** AIM **
Could you print, word for word, the lines from the one with "Every instance of" to the one with "column 133, row 476", both included?

(A block of data)
/---
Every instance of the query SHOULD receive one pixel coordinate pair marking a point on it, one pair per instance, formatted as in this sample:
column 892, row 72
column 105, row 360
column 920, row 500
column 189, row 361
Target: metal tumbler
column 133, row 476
\---
/---
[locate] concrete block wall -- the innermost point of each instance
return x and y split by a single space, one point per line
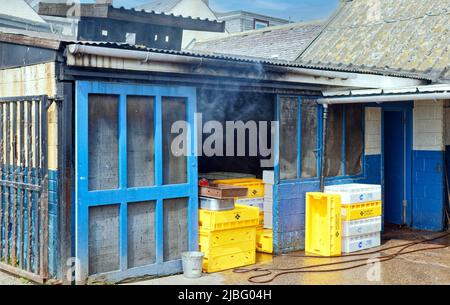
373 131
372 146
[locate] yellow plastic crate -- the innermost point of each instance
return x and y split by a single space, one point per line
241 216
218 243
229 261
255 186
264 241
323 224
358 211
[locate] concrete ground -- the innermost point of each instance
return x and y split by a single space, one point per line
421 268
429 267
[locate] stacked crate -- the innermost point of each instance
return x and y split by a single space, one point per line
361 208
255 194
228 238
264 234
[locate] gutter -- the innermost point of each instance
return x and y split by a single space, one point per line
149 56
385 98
\---
** TASK RESULT **
Every instance of the query SHOULD receive one pixel coordinate pair marking a point on it, one pair per instance, formatted as in this sample:
column 892, row 72
column 105, row 360
column 920, row 500
column 189, row 361
Target: metal tumbler
column 133, row 476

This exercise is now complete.